__AVAILABLE RECORDS__.
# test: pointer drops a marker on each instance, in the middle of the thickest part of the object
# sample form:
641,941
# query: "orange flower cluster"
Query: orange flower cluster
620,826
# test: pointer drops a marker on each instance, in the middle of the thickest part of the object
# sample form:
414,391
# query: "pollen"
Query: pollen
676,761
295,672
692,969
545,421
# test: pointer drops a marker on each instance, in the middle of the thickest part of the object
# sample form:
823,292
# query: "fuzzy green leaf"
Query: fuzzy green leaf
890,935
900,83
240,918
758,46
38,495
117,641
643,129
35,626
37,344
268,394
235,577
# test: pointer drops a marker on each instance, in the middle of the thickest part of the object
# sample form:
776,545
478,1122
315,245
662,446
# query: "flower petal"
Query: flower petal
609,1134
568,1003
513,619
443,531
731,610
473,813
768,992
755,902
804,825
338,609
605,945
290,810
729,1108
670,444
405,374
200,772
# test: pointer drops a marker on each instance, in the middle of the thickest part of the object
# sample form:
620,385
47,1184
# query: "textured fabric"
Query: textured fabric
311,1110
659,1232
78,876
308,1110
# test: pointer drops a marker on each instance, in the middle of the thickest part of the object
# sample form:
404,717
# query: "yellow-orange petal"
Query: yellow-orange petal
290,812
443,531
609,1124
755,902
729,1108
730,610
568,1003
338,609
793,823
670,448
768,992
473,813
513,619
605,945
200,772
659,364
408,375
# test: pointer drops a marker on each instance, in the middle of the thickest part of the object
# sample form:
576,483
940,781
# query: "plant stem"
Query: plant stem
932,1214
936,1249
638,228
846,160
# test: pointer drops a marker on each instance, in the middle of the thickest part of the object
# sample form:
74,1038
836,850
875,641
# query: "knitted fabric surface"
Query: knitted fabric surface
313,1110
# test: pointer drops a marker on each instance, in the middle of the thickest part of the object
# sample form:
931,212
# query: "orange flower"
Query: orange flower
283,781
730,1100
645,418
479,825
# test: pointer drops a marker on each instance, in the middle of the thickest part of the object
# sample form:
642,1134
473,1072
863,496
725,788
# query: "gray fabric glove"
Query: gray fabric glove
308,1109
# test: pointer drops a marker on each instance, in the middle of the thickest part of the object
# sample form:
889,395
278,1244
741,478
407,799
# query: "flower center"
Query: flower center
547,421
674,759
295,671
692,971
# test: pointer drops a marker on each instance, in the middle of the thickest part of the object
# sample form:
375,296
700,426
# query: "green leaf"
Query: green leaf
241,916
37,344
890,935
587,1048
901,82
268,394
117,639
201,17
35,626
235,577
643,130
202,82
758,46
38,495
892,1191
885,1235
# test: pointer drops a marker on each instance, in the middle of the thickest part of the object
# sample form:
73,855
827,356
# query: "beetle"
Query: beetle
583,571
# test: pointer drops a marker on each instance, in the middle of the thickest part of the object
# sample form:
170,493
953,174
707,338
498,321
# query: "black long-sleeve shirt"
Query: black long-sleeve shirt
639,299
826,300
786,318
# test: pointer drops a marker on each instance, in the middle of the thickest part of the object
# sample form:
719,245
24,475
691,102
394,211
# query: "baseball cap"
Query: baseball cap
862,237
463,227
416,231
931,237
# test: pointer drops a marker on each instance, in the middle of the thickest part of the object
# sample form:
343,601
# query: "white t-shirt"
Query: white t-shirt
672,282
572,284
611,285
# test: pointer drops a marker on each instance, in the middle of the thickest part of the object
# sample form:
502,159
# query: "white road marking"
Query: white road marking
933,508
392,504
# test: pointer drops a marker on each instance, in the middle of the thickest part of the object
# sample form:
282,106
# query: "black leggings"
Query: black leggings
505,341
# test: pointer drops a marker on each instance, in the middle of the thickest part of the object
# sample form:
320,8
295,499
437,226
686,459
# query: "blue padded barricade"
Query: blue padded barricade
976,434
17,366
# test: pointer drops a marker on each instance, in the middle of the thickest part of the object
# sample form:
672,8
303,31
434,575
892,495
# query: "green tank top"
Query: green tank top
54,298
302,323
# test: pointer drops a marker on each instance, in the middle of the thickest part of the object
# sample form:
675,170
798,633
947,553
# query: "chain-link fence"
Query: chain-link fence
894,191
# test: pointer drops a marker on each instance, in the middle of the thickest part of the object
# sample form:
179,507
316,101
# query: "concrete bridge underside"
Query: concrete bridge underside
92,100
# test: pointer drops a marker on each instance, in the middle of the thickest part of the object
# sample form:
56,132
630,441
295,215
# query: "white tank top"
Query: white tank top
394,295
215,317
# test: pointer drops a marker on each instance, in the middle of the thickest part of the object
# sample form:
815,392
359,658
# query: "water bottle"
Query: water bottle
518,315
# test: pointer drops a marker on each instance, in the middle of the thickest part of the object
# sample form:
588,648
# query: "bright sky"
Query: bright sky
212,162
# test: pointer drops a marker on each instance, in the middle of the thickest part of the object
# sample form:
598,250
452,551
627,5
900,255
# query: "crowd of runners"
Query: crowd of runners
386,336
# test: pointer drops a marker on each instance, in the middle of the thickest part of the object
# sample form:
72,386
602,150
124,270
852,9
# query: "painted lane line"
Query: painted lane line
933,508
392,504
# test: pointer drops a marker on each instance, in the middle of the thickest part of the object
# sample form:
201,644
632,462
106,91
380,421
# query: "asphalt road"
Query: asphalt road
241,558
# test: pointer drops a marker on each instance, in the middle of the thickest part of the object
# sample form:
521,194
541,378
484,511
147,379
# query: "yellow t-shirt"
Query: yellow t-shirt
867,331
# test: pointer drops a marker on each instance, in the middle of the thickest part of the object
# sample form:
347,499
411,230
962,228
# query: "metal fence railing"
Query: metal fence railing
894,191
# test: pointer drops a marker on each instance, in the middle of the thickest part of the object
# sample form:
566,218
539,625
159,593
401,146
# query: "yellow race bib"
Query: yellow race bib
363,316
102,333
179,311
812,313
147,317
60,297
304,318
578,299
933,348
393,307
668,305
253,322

__WORK REQUIRED__.
Return every line of the material exactly.

__ANSWER TO THIS TASK__.
# test: pointer drops a marker on each instance, in the middle of the thickest part of the object
# sample form:
641,941
# query: "orange flower cluster"
Query: orange flower cluster
620,826
# test: pointer drops a marker on each instance, in the middle of the thickest part of the object
# sample form:
414,391
# query: "pollen"
Query: pollen
676,761
295,672
692,969
545,421
# test: pointer drops a marker on each instance, in the middle of the thickest part of the object
# sample form:
823,292
# query: "fuzzy green leaf"
Query: fuzzy green leaf
890,935
900,83
240,918
758,46
38,495
117,641
643,129
35,626
37,344
268,394
235,577
# test: pointer drops a marker on each instance, in the middle of the thickest part of the object
# sample form:
776,545
478,1122
315,245
662,446
# query: "flower petal"
Query: flower petal
609,1134
568,1003
513,619
443,531
731,610
473,813
768,992
755,902
804,825
338,609
605,945
290,810
729,1108
670,444
405,374
200,772
# test: pointer drops a marker on each instance, in the middle of the thickest part of the object
# sample form:
620,385
47,1184
# query: "textured fabric"
Query: textured fabric
311,1110
659,1232
78,876
308,1110
# test: pointer drops a marker on each instance, in the middle of the thickest part of the object
# sample form:
404,717
# query: "yellow-orange petal"
Query: yellow-orange petal
290,812
443,531
609,1124
755,902
729,1108
730,610
568,1003
338,609
793,823
670,448
768,992
473,813
513,619
605,945
200,772
659,364
408,375
# test: pointer drops a marker on each instance, in the middle of the thickest part of the object
# sample form:
576,483
940,781
# query: "plant stem"
Query: plant stem
932,1214
936,1249
638,228
846,160
# test: pointer drops a marker on each instance, in the middle of the thickest part of the object
# sample form:
74,1038
836,850
875,641
# query: "knitted fabric surface"
Query: knitted fabric surface
313,1110
# test: pointer drops a marker on each instance, in the middle of the thickest part of the object
# sample form:
931,212
# query: "orange flower"
Query: orange flower
283,781
730,1100
645,418
479,825
# test: pointer drops a marker on each instance, in the middle of the thickest part of the object
# sample form:
642,1134
473,1072
863,496
725,788
# query: "gray fabric glove"
Query: gray fabric glove
308,1109
# test: pointer drops a marker on each instance, in the middle of the thickest part of the object
# sample form:
889,395
278,1244
741,478
407,799
# query: "flower center"
Query: flower center
547,421
674,759
295,671
692,971
# test: pointer drops a marker on each instance, in the middle of the thickest part of the object
# sample form:
375,296
700,426
# query: "green leaf"
Query: green leaf
241,916
37,344
890,935
587,1048
901,82
268,394
117,639
201,17
35,626
235,577
643,130
202,82
758,46
38,495
892,1191
885,1235
# test: pointer drops a marker on each instance, in the middle of the thickest part of the object
# sample form:
73,855
827,356
# query: "beetle"
Query: beetle
583,571
# test: pointer drops a marker on each instance, in the middle of the thickest part of the object
# sample form:
170,493
953,174
707,338
498,321
# query: "black long-sleeve shirt"
Query: black long-sleeve shirt
639,299
826,300
786,318
# test: pointer drops a marker on each instance, in the middle of the thickest part of the object
# sample form:
719,245
24,475
691,102
394,211
# query: "baseball cap"
Query: baseball cap
862,237
463,227
416,231
931,237
# test: pointer drops a marker on each instance, in the middle of the thickest part of the object
# sample form:
343,601
# query: "white t-shirt"
Query: white t-shirt
672,282
572,284
611,285
# test: pointer drops a marker on each instance, in the middle of the thickest part of the object
# sample form:
502,159
# query: "white road marking"
Query: white road marking
933,508
392,504
# test: pointer drops a marker on each instance, in the middle of the thickest part of the object
# sample form:
282,106
# query: "black leggings"
Query: black leggings
505,341
# test: pointer drops a marker on each instance, in the middle of the thickest part of the object
# sample form:
320,8
295,499
437,226
686,459
# query: "blue padded barricade"
Query: blue padded barricade
976,434
17,366
# test: pointer drops a marker on each instance, in the middle of the thickest part of the object
# sample form:
672,8
303,31
434,575
892,495
# query: "green tank top"
Query: green tank top
54,298
302,323
# test: pointer drops a marker on each instance, in the middle of the thickest part of the object
# sample form:
675,170
798,633
947,553
# query: "chain-link fence"
Query: chain-link fence
894,191
# test: pointer drops a marker on each instance, in the middle of the thickest part of the object
# sample form:
179,507
316,101
# query: "concrete bridge underside"
Query: concrete bridge underside
92,100
# test: pointer drops a marker on each instance, in the middle of the thickest part of the object
# sample form:
56,132
630,441
295,215
# query: "white tank top"
Query: white tank top
394,295
215,317
# test: pointer drops a marker on each instance, in the middle of the thickest part of the object
# sample form:
815,392
359,658
# query: "water bottle"
Query: water bottle
518,315
# test: pointer drops a marker on each instance, in the middle of the thickest part of the object
# sample form:
588,648
# query: "bright sky"
Query: bright sky
212,162
# test: pointer drops a marker on each instance, in the middle of the thickest part of the object
# sample form:
598,250
452,551
627,5
900,255
# query: "crowd of runners"
Query: crowd of runners
386,336
# test: pointer drops a marker on each instance, in the middle of the thickest part of the object
# sample form:
72,386
602,150
124,270
852,9
# query: "painted lane line"
Query: painted lane line
933,508
392,504
# test: pointer drops a marker on each instance, in the middle of the thickest part of the object
# sample form:
201,644
632,462
106,91
380,421
# query: "asphalt road"
Query: asphalt road
241,558
# test: pointer drops a marker on each instance, in the middle of the thickest part of the object
# sample form:
521,194
541,378
484,511
147,379
# query: "yellow t-shirt"
Query: yellow t-shirt
867,331
# test: pointer drops a marker on each instance, in the middle of the thickest part of the object
# sample form:
347,499
411,230
962,228
# query: "metal fence railing"
Query: metal fence railing
894,191
# test: pointer drops a marker on each instance, in the middle of the thickest part of the object
# sample form:
566,218
539,625
159,593
401,146
# query: "yellow race bib"
Query: yellow race bib
363,316
102,333
179,311
812,313
147,317
60,297
304,318
578,299
933,348
393,307
668,305
253,322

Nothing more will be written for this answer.